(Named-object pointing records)

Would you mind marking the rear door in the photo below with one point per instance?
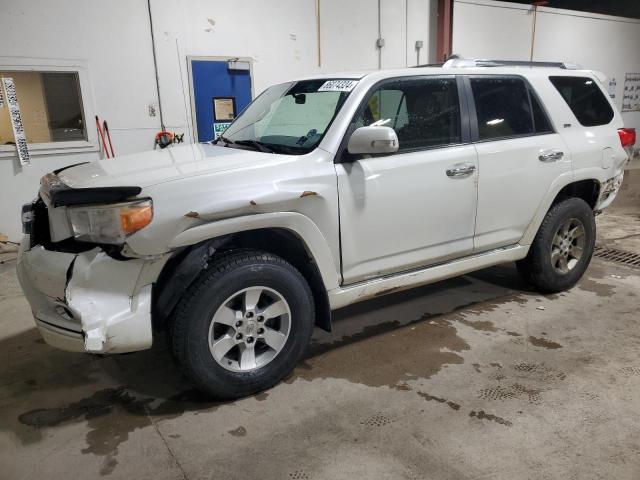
(519, 156)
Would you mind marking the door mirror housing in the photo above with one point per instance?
(372, 140)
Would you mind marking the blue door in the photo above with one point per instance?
(220, 93)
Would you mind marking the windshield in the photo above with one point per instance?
(289, 118)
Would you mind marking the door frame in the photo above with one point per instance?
(190, 58)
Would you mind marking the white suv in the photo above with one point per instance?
(323, 192)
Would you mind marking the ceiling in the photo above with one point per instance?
(620, 8)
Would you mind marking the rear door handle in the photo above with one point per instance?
(461, 170)
(550, 155)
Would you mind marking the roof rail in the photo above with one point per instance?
(458, 62)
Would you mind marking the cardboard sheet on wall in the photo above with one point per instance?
(16, 120)
(631, 93)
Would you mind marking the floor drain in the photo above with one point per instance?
(628, 258)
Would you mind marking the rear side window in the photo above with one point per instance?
(425, 113)
(506, 108)
(585, 99)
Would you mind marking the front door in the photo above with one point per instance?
(416, 207)
(221, 90)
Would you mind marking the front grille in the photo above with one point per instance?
(628, 258)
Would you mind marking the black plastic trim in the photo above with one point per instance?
(55, 172)
(82, 196)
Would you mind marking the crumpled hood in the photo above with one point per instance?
(158, 166)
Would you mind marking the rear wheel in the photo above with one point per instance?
(562, 248)
(243, 325)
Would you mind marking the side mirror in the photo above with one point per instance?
(373, 139)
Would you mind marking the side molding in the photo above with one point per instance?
(341, 297)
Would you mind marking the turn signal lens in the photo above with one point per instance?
(110, 224)
(135, 217)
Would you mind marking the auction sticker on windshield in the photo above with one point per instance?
(338, 86)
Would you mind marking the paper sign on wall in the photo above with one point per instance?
(219, 128)
(338, 86)
(16, 120)
(631, 93)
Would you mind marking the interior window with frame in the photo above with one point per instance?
(50, 106)
(424, 112)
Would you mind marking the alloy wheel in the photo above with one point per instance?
(249, 329)
(567, 246)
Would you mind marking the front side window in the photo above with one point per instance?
(50, 107)
(585, 99)
(502, 107)
(289, 118)
(423, 112)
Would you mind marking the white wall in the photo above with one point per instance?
(113, 39)
(501, 30)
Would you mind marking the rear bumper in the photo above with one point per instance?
(609, 191)
(87, 302)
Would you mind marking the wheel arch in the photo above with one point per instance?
(186, 264)
(565, 187)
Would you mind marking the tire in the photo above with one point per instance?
(543, 267)
(222, 296)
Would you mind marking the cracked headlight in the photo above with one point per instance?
(109, 223)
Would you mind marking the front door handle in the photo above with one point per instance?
(461, 170)
(550, 155)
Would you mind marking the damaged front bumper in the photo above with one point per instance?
(88, 302)
(608, 191)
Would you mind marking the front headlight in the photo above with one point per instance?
(109, 223)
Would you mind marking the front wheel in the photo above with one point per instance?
(562, 248)
(243, 325)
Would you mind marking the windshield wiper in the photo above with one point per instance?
(261, 147)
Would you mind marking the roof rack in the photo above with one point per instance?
(458, 62)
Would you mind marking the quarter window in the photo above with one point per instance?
(424, 112)
(585, 99)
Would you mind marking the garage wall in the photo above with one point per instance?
(502, 30)
(112, 39)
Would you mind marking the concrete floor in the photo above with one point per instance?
(476, 377)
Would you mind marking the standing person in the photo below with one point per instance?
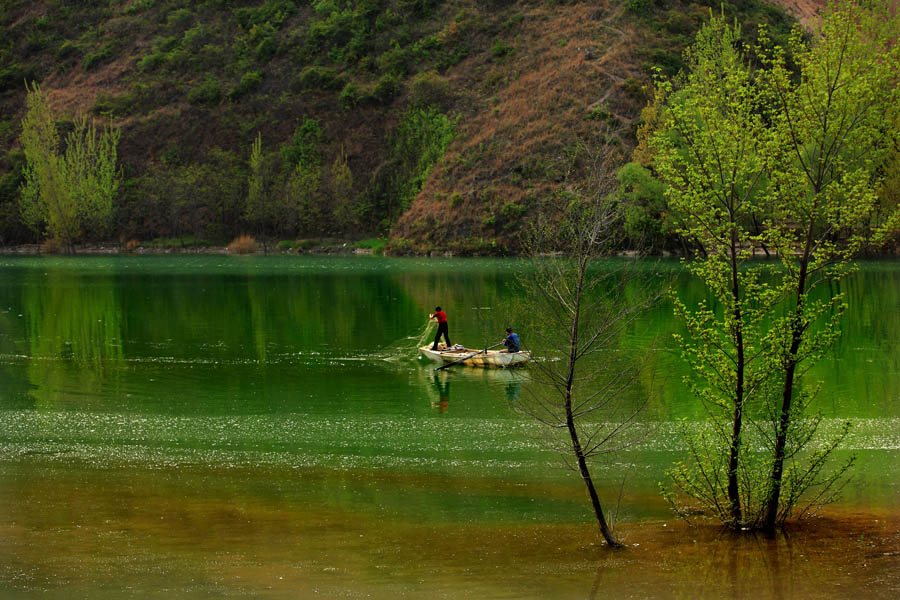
(441, 317)
(511, 341)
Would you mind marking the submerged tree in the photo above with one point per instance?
(576, 306)
(763, 158)
(66, 192)
(833, 130)
(709, 153)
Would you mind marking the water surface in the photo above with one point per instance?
(227, 426)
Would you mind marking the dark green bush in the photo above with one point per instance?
(501, 49)
(350, 96)
(152, 61)
(93, 59)
(319, 78)
(429, 89)
(250, 82)
(387, 88)
(208, 92)
(180, 19)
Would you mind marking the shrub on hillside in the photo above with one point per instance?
(350, 96)
(208, 92)
(430, 89)
(318, 78)
(250, 82)
(244, 244)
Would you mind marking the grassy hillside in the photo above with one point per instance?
(446, 124)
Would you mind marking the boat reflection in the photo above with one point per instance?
(509, 380)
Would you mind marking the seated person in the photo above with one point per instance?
(511, 341)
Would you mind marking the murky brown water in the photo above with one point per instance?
(213, 427)
(200, 532)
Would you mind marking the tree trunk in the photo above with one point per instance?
(734, 495)
(570, 418)
(784, 420)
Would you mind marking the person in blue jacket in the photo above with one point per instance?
(511, 341)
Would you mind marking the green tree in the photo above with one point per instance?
(708, 151)
(66, 192)
(767, 158)
(263, 209)
(575, 310)
(832, 132)
(342, 192)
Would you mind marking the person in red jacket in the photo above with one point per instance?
(441, 317)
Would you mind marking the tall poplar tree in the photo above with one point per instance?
(66, 191)
(796, 145)
(833, 131)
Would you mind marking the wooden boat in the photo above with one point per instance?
(491, 358)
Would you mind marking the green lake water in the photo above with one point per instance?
(220, 426)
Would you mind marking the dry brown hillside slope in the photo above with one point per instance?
(576, 78)
(572, 78)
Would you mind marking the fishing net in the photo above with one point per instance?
(408, 347)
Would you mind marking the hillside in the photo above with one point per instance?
(445, 124)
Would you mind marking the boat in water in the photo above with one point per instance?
(475, 357)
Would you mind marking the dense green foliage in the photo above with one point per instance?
(192, 84)
(67, 193)
(787, 157)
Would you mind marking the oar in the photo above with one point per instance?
(467, 357)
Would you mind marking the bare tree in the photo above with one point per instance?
(578, 299)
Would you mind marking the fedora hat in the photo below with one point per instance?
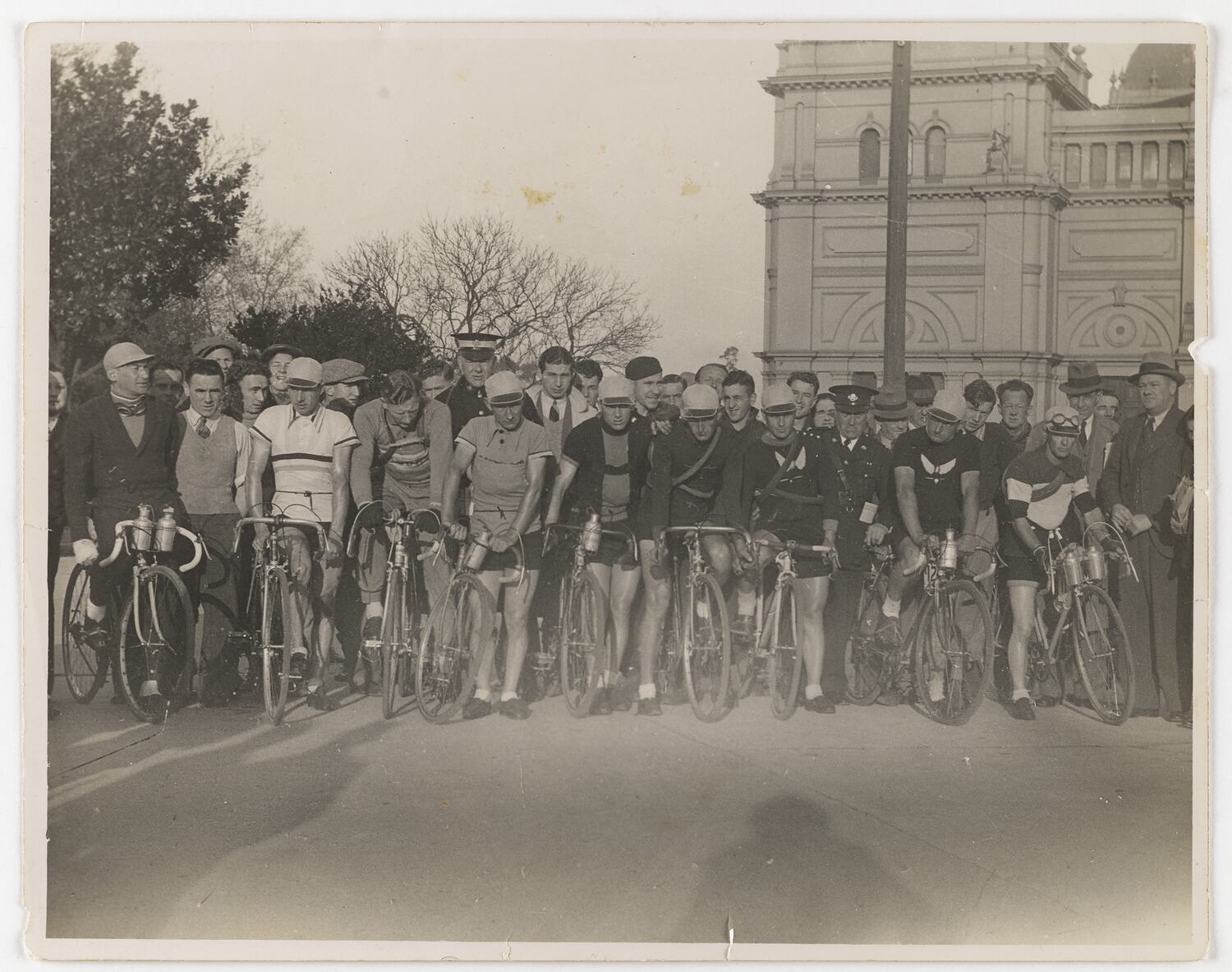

# GOAL OF THE EXERCISE
Every record must be copied exactly, with images dropped from the result.

# SOLUTION TO THIS EXERCISE
Would you mind marking the rear door in the photo below with one point per instance?
(519, 156)
Would you mind marking the door mirror housing in the photo above with one point per instance?
(372, 140)
Would you mind marking the blue door in the photo above with one point per instance?
(220, 93)
Would you mind marking the windshield in the photo above with one point per instance?
(289, 118)
Would you mind marking the door frame in the photo above with one point per instance?
(190, 58)
Would you mind marking the white suv in the photo above with one point per instance?
(323, 192)
Would you mind marking the ceiling in the photo above with one point per instance?
(620, 8)
Would you mind marking the rear door handle in the photo above with one point per instance?
(461, 170)
(550, 155)
Would you mind marking the roof rail in the photo above with one point per instance?
(458, 62)
Would you mind marking the cardboard sheet on wall in the photo above with one point per instance?
(16, 120)
(631, 93)
Would you mind marking the floor drain in the photo above with one point per instance?
(628, 258)
Would you mind marking the rear side window in the photo above with one point per instance?
(425, 113)
(506, 108)
(585, 99)
Would you mind marking the front door in the photo above with one point per instance?
(416, 207)
(221, 90)
Would you mind marking the front grille in the photo above with one point per instance?
(628, 258)
Would you mind marking the black plastic trim in the photo above with one point per instance?
(55, 172)
(82, 196)
Would you mind marking the crumpled hood in the photo above with one point per instance?
(158, 166)
Would you mind marking the rear wheel in the photo above with one point per instance?
(562, 248)
(243, 325)
Would you mind marking the side mirror in the photo above with one point per instance?
(373, 139)
Would you mind marking the side molding in the photo above with one point per instance?
(341, 297)
Would you mind marking the turn signal lens in the photo above with one point per instance?
(110, 224)
(135, 217)
Would you mind marking the auction sticker on windshield in the photo above with one point per instance?
(338, 86)
Would you mind marking the paper sign on wall in the photo above with one point per instance?
(219, 128)
(338, 86)
(16, 120)
(631, 93)
Would you mind marking the interior window with frame in the photo above with one point per instance?
(50, 106)
(424, 112)
Would you mind marking the alloy wheel in the photo above with one point per instance?
(249, 329)
(567, 246)
Would you mind marking the front side window in the photo above with one point per instance?
(50, 107)
(585, 99)
(502, 107)
(289, 118)
(423, 112)
Would you mind marking the white wall in the photo above with one point per instance?
(113, 39)
(501, 30)
Would you mind marking the rear bumper in the photo above with one point per instance?
(609, 191)
(87, 302)
Would you mind marking the wheel arch in the photo above with one point per instance?
(186, 264)
(565, 187)
Would you mind marking the tire in the photo above with one point per instance?
(543, 267)
(222, 296)
Would you mind marking the cracked headlight in the photo above with one point per instance?
(109, 223)
Would you mind marking the front door handle in the photo above with one point per instance?
(461, 170)
(550, 155)
Would you mind marking the damaged front bumper in the photo above with one point per instance?
(88, 302)
(608, 191)
Would you mind marking the front headlight in the photo above with one point per instance?
(109, 223)
Would you mind marking the front wheel in the photo above with one point per instance?
(562, 248)
(243, 325)
Would you mind marking the windshield wiper in the photo above with one point per instance?
(261, 147)
Would you mind marking the roof rack in the photo above with one point per instance?
(458, 62)
Would you mind marking the quarter window in the photo above with one point per instance?
(424, 112)
(585, 99)
Would you mind marking the garage wall in the photo above with one point per instance?
(502, 30)
(112, 39)
Would you mind marking the concrete floor in the photo above with one point per instance?
(476, 377)
Would you mind marking the standing person in the photo below with one point per instance?
(441, 317)
(511, 341)
Would you mind marking the submerged tree in the photo above with one point per instance?
(576, 306)
(763, 158)
(66, 192)
(833, 130)
(709, 153)
Would you mind marking the water surface in the photo above with one point per instance?
(227, 426)
Would you mind marking the dark green bush in the photo above with one point per instance?
(501, 49)
(350, 96)
(152, 61)
(93, 59)
(319, 78)
(429, 89)
(250, 82)
(387, 88)
(208, 92)
(180, 19)
Would you mind marking the shrub on hillside in the photo above with one point per instance?
(350, 96)
(208, 92)
(430, 89)
(318, 78)
(250, 82)
(244, 244)
Would you mind marking the grassy hillside in the photo above with one point per instance?
(446, 124)
Would you mind marking the boat reflection in the photo above with one point per instance?
(509, 380)
Would you mind marking the seated person in the photo above with one point per instance?
(511, 341)
Would you mind marking the murky brown water in the photo above with one point per instance?
(213, 427)
(200, 532)
Would you mind marking the tree trunk in the photo above with one point per instance?
(734, 495)
(570, 418)
(784, 420)
Would you mind marking the person in blue jacket in the photo above with one point per instance?
(511, 341)
Would you mind marking the green tree in the photo above with one point per instance?
(708, 151)
(66, 192)
(767, 158)
(263, 209)
(575, 310)
(832, 132)
(342, 192)
Would you mind marking the person in red jacket in the photo above with one point per instance?
(441, 317)
Would you mind marking the tall poplar tree in the photo above with one point per instance?
(66, 191)
(796, 145)
(833, 131)
Would you mind marking the wooden boat in the photo above with one point per instance?
(491, 358)
Would you mind marking the green lake water in the photo above with one point per instance?
(220, 426)
Would you mind marking the dry brown hillside slope in the photo above with one point per instance?
(576, 78)
(572, 78)
Would you mind marking the fishing net in the photo above with one point per instance?
(408, 347)
Would you mind marking the hillside in the photo above with one point per instance?
(445, 124)
Would you mind marking the boat in water in the photo above with one point per instance?
(475, 357)
Would you mind marking the dense green foliage in the photo above with one point per instance?
(192, 84)
(67, 193)
(787, 157)
Would you mind marking the oar in the photo above with one point per instance?
(467, 357)
Would you mind marking the bare tree in the photo above with one point per instance?
(578, 299)
Would you mind marking the fedora hat in the photo below with one point per instance?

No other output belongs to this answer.